> _Problems to solve_
a: In the article on Pennsylvania's pension fund managers, how much did the two state pension funds report paying private investment managers during fiscal year 2015?
b: Reproduce the article on Pennsylvania's pension fund managers between "Pennsylvania Blew $600" and "match the promise.", inclusive.

> _Supplied passage_
Pennsylvania Blew $600 Million on Pension Fund Managers and Doesn't Have Much to Show for It
Like paying "LeBron James' free agent salary and getting me," says state auditor
When a professional sports team spends big bucks on a superstar who is supposed to take them to the top of their league, fans tend to get pretty upset when the performance doesn't match the promise.
Taxpayers and pensioners in Pennsylvania should feel the same sort of expectations for—and disappointment with—the highly paid men and women managing the retirement funds for state employees. At least that's what Auditor General Eugene DePasquale thinks.
Okay, bear with me here. No white collar worker at the state's Public School Employees Retirement System (or PSERS, the larger of Pennsylvania's two public pension funds) is going to generate the same excitement or angst as the performance of the Philadelphia Phillies' Ryan Howard—perhaps the poster boy, at least in Pennsylvania, for an overpaid, underperforming professional athlete.
But DePasquale is going for the analogy anyway. And it actually works.
"Imagine paying Kevin Durant's free agent salary or LeBron James' free agent salary, and getting me showing up at training camp," he said, referring to two of the National Basketball Association's best and highest-paid players–each makes more than $20 million per year playing for the Golden State Warriors and Cleveland Cavaliers, respectively.
"I mean, the fans would rightfully be outraged," he said.
Minus the outrages, that's basically what has happened in Pennsylvania. During fiscal year 2015, PSERS and the smaller State Employees Retirement System reported paying a combined $610 million to private investment managers to manage the $78 billion in assets held by the two pension funds.

Entries from a point annotation set:
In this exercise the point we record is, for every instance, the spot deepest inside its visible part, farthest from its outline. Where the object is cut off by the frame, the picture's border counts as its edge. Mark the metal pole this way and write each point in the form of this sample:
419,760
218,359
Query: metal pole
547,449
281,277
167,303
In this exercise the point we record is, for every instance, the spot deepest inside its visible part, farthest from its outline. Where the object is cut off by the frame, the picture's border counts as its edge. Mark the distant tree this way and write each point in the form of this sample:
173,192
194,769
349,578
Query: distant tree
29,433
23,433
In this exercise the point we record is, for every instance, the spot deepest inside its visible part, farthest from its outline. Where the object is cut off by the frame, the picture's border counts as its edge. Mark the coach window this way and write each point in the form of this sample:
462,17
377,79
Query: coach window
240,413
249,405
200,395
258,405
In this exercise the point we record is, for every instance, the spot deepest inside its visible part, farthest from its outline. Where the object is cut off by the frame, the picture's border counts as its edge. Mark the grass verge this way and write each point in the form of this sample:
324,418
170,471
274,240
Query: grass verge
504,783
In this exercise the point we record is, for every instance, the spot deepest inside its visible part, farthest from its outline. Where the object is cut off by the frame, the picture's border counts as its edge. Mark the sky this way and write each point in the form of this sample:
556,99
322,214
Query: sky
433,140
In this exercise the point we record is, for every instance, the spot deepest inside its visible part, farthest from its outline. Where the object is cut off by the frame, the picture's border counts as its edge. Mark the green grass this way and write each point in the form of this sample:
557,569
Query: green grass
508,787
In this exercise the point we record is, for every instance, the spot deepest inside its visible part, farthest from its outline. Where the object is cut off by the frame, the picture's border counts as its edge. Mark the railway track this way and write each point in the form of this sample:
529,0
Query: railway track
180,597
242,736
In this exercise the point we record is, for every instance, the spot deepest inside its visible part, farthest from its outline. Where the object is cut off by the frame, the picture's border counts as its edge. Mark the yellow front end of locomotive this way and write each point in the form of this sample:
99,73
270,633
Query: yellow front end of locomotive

> _Outputs by task_
a: A combined $610 million.

b:
Pennsylvania Blew $600 Million on Pension Fund Managers and Doesn't Have Much to Show for It
Like paying "LeBron James' free agent salary and getting me," says state auditor
When a professional sports team spends big bucks on a superstar who is supposed to take them to the top of their league, fans tend to get pretty upset when the performance doesn't match the promise.